START

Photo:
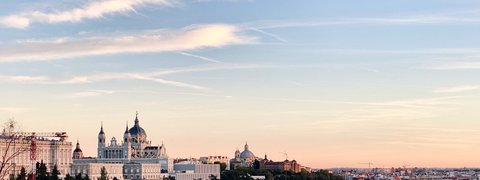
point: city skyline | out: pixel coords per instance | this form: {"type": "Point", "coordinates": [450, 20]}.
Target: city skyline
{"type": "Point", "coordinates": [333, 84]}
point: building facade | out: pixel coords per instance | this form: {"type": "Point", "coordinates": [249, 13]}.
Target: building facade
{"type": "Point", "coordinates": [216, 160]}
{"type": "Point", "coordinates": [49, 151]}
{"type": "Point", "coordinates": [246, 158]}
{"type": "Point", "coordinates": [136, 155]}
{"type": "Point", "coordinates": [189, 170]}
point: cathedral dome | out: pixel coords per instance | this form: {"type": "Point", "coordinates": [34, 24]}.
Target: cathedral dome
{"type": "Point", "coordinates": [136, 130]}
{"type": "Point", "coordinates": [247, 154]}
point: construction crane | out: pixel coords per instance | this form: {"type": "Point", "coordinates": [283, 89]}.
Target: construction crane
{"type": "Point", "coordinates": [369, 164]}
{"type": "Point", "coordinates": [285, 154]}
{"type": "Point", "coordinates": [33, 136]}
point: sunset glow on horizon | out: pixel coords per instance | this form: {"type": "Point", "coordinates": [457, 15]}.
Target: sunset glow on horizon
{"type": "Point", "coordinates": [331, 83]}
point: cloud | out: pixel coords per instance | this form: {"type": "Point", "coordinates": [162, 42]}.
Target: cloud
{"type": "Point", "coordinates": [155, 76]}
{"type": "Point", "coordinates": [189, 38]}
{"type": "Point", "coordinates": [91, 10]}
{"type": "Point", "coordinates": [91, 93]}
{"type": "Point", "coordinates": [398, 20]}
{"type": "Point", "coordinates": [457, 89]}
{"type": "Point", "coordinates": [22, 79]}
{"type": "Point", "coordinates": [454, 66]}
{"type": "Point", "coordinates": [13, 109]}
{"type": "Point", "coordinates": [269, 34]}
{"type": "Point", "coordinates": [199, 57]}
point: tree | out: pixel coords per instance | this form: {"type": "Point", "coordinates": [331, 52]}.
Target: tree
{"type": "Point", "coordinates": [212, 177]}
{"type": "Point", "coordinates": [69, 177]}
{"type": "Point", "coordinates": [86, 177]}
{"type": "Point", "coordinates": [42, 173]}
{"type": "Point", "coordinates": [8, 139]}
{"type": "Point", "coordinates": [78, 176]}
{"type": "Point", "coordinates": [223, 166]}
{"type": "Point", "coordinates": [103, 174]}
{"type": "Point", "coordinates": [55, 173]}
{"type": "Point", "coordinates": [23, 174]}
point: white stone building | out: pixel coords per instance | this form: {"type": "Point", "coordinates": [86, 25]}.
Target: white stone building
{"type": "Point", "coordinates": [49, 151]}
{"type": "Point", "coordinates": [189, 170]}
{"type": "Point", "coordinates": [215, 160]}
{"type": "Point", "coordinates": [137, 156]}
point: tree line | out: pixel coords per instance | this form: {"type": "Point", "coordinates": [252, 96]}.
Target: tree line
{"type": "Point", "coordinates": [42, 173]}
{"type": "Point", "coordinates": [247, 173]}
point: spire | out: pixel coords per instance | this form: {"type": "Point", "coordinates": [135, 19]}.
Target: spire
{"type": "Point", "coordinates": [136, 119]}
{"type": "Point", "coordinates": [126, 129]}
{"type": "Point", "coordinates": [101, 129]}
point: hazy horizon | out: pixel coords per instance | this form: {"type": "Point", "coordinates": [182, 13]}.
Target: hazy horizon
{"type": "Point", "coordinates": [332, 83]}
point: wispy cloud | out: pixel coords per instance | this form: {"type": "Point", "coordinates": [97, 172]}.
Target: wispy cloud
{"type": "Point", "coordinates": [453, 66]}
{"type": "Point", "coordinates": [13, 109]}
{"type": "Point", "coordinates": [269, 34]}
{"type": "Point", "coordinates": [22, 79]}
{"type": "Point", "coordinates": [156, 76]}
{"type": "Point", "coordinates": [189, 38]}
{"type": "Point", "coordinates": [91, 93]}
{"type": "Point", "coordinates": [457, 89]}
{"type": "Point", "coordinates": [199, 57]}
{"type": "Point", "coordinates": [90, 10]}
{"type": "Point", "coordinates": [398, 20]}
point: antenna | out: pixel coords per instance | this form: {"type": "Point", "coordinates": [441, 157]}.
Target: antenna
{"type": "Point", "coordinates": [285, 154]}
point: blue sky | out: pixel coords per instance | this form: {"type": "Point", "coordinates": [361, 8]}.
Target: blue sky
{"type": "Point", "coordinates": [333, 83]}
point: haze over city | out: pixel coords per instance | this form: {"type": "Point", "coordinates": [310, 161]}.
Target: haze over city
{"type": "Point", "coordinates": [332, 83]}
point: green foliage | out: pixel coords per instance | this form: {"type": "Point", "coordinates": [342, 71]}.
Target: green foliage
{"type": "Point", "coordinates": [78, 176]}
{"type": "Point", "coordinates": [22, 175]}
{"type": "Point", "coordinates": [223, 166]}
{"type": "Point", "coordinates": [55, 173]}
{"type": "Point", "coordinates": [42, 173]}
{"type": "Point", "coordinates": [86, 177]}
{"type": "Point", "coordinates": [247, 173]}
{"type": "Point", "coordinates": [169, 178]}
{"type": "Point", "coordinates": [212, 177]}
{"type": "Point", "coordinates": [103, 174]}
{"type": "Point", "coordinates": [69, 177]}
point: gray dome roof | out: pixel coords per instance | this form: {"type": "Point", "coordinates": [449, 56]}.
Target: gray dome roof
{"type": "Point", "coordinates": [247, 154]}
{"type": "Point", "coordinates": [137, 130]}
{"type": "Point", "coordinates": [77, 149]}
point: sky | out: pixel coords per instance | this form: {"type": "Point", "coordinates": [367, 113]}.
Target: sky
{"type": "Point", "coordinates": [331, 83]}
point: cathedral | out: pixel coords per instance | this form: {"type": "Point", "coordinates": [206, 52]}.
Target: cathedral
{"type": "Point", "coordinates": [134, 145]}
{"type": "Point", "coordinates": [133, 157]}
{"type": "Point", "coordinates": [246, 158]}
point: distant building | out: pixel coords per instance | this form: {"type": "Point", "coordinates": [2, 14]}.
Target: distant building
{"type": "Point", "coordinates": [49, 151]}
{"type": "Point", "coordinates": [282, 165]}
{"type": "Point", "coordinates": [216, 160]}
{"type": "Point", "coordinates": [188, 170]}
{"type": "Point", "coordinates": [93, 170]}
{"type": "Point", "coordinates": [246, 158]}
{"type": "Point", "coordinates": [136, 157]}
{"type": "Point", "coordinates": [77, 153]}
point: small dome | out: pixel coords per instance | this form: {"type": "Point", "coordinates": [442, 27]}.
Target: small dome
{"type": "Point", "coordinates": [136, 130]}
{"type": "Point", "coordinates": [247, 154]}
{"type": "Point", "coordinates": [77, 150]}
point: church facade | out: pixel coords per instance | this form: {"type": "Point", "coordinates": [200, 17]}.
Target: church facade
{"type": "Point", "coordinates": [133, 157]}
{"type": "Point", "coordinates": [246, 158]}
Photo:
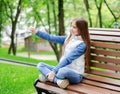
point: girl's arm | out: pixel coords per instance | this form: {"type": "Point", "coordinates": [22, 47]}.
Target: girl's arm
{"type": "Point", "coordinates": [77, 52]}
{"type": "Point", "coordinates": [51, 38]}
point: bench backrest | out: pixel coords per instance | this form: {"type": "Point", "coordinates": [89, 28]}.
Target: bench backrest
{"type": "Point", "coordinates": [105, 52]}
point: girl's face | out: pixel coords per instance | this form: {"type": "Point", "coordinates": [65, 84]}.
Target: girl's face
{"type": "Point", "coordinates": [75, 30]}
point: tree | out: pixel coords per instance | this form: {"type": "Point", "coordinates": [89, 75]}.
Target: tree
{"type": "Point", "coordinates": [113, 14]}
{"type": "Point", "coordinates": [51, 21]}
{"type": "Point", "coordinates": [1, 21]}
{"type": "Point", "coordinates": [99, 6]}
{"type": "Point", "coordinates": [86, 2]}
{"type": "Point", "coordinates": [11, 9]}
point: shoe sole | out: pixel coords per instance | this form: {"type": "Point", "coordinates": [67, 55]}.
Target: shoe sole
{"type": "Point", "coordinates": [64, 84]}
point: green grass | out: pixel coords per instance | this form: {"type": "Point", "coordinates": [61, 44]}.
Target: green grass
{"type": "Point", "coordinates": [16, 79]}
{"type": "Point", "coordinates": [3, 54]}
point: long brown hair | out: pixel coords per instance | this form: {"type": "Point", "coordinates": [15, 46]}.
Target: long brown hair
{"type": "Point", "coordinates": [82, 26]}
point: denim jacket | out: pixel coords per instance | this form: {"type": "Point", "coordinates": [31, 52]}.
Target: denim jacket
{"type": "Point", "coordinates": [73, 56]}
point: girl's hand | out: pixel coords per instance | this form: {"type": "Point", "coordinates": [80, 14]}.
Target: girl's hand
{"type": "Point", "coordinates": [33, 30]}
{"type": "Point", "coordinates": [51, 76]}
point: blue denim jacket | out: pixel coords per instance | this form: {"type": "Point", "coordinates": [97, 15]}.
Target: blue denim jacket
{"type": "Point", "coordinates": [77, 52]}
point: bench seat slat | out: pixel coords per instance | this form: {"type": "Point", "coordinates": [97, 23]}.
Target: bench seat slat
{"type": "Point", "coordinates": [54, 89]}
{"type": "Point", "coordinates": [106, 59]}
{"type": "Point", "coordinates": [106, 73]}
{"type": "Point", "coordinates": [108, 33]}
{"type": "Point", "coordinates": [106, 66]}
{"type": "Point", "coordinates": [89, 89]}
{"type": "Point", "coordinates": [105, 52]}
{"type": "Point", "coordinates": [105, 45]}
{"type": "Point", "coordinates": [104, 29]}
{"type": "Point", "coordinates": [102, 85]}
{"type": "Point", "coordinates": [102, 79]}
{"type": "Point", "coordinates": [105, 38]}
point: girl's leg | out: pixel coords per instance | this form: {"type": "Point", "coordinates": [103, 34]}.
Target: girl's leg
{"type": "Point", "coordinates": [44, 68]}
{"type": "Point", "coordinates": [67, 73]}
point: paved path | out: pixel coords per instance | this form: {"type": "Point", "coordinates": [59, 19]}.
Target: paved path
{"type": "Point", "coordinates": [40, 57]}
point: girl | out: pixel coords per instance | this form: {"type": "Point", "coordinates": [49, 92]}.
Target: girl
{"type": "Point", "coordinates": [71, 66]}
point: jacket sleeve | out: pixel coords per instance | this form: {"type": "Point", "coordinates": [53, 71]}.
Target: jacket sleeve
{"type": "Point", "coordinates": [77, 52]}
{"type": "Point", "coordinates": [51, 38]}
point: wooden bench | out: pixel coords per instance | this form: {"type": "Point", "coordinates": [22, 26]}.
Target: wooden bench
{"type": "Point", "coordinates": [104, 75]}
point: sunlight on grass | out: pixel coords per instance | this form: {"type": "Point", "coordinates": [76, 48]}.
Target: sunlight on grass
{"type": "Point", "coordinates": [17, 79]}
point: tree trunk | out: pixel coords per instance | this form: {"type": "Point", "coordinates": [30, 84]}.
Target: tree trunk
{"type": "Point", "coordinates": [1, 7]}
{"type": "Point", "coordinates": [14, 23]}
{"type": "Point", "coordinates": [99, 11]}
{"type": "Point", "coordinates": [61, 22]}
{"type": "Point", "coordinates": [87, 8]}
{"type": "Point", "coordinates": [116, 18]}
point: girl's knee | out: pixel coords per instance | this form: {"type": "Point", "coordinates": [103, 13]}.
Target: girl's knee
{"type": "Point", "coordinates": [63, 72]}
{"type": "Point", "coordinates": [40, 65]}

END
START

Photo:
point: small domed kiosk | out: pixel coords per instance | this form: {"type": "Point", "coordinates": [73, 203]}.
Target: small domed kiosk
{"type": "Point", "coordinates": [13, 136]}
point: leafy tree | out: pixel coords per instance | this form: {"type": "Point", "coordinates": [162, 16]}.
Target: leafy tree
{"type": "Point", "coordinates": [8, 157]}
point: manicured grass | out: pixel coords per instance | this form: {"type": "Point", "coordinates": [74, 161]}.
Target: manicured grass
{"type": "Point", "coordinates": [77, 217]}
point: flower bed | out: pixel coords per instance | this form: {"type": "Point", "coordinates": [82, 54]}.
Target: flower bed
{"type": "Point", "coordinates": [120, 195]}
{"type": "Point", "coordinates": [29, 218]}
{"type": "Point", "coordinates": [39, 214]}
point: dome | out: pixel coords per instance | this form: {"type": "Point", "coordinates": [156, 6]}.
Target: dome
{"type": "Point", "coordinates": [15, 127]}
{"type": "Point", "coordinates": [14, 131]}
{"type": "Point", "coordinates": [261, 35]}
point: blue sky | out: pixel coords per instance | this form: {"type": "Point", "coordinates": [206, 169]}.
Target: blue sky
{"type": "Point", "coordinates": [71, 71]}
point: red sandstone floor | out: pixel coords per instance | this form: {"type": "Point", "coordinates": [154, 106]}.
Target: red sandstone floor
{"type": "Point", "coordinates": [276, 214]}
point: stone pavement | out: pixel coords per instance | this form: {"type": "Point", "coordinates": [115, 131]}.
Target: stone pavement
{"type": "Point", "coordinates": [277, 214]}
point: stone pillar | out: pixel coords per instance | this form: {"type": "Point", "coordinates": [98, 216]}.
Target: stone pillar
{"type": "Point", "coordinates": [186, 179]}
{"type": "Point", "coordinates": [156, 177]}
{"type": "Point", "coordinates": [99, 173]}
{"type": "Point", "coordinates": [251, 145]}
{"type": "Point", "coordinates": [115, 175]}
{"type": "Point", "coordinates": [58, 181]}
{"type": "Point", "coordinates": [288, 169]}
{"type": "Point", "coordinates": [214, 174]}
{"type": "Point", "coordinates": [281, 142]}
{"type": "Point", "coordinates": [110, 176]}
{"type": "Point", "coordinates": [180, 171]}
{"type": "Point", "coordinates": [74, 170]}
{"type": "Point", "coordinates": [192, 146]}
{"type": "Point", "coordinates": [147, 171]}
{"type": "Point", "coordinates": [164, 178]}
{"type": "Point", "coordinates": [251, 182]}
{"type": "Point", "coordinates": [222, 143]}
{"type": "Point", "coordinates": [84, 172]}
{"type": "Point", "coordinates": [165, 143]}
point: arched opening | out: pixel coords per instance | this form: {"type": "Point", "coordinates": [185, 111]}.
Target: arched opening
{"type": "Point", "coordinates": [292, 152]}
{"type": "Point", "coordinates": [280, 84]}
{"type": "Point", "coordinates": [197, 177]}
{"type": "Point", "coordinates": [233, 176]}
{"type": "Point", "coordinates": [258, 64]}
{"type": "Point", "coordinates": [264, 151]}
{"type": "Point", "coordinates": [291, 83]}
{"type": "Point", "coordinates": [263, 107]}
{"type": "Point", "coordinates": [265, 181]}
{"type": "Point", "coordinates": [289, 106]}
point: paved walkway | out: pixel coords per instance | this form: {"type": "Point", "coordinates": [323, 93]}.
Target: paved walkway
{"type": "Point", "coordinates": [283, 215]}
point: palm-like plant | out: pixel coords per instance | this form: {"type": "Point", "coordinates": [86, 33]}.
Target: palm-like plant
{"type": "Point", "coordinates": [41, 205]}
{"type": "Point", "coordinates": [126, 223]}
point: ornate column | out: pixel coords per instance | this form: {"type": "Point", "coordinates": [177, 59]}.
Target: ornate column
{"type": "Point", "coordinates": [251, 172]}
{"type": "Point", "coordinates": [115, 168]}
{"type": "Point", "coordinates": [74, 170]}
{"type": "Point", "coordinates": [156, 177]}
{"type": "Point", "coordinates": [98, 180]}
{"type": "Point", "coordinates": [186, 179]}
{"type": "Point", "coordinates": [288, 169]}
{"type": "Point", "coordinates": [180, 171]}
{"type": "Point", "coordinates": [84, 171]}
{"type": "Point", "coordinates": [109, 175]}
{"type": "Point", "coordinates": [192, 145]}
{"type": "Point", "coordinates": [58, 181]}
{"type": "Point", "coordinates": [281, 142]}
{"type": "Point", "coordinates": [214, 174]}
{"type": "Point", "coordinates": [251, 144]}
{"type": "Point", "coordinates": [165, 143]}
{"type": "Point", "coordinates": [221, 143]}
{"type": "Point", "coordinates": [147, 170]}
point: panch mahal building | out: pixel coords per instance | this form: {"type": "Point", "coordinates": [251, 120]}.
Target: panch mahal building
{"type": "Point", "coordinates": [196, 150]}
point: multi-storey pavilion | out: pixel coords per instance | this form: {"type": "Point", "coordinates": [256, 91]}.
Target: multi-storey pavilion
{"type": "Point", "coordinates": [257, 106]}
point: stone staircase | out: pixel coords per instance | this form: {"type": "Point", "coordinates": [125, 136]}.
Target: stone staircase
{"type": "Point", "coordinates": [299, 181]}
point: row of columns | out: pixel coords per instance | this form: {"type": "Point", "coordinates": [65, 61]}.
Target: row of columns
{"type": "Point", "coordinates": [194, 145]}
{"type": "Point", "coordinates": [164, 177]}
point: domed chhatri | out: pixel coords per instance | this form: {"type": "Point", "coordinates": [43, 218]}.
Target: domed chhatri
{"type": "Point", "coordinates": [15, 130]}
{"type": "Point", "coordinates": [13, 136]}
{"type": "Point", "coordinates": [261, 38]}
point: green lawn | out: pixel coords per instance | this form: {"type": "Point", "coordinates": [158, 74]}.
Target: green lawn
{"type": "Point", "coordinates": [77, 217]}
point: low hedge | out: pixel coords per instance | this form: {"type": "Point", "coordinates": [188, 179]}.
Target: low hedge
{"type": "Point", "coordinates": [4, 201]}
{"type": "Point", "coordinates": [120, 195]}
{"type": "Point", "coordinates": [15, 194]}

END
START

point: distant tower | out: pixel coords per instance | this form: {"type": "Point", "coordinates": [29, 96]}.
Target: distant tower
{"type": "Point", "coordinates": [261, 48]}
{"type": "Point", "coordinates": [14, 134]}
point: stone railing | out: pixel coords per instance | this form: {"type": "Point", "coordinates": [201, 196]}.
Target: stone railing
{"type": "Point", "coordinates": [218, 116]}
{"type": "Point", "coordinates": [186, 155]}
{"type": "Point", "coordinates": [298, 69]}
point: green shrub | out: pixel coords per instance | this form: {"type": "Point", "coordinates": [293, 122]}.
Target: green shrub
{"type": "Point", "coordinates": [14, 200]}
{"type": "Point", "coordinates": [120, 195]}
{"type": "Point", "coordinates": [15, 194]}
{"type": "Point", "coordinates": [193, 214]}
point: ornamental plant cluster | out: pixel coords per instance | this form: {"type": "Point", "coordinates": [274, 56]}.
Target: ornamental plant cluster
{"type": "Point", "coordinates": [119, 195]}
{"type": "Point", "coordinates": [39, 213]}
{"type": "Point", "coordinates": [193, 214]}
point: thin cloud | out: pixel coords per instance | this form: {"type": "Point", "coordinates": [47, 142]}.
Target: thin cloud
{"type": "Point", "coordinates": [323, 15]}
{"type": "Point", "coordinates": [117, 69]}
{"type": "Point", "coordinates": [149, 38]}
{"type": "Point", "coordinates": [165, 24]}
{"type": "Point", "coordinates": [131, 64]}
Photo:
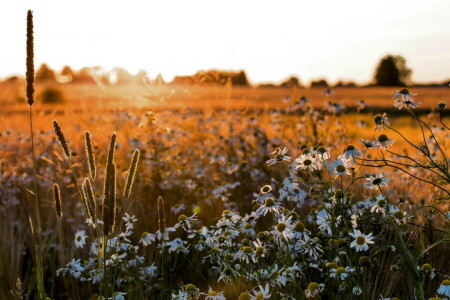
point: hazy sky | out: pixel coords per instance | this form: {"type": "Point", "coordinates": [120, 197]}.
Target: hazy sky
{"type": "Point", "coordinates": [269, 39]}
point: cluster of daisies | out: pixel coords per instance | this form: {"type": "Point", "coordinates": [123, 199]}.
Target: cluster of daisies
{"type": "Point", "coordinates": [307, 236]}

END

* **YOUR TASK**
Please return each line of the rows above that contains the word "pavement". Case counts.

* **FULL RESPONSE**
point: stone pavement | out: pixel coords per instance | this form: {"type": "Point", "coordinates": [115, 131]}.
Target: stone pavement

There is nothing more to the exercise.